• _DATA SHOWN_:

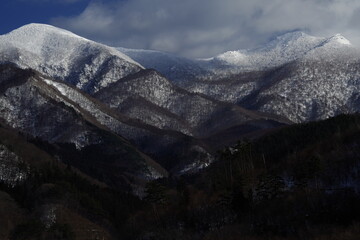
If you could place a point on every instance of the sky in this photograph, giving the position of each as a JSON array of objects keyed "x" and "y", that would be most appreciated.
[{"x": 190, "y": 28}]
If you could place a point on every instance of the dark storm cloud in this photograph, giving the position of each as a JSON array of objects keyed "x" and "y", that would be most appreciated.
[{"x": 203, "y": 28}]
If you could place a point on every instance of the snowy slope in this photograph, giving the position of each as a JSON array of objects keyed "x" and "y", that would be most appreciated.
[
  {"x": 55, "y": 112},
  {"x": 65, "y": 56},
  {"x": 317, "y": 78},
  {"x": 283, "y": 49},
  {"x": 171, "y": 66}
]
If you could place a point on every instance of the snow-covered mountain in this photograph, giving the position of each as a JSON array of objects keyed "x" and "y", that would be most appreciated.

• _WORK REQUIRED_: Copy out every line of the records above, requests included, shifting each x and y coordinate in the answers up by 87. Leave the pictures out.

• _EXERCISE ANSWER_:
If you could place a point on every instance of the sky in this photograph, giving the position of each as a JSON array of objects keyed "x" and "y", that would be most appreciated.
[{"x": 277, "y": 115}]
If you could place a point on every instance of the dark storm cloud in this photograph, giving the position of each as a JSON array of objects keyed "x" and "y", that would be most appreciated.
[{"x": 290, "y": 115}]
If you could place a point on every instance of the snowy slope in this photograph, giving the position of each as a JSON array of objects keyed "x" and "y", that would be most appreciated.
[
  {"x": 142, "y": 199},
  {"x": 152, "y": 143},
  {"x": 404, "y": 165},
  {"x": 370, "y": 136},
  {"x": 258, "y": 153}
]
If you could place a point on every instance of the snow-covered mountain in this photograph, giving the position of each as a JSON array of objects keyed "x" and "y", that would be most appreciated.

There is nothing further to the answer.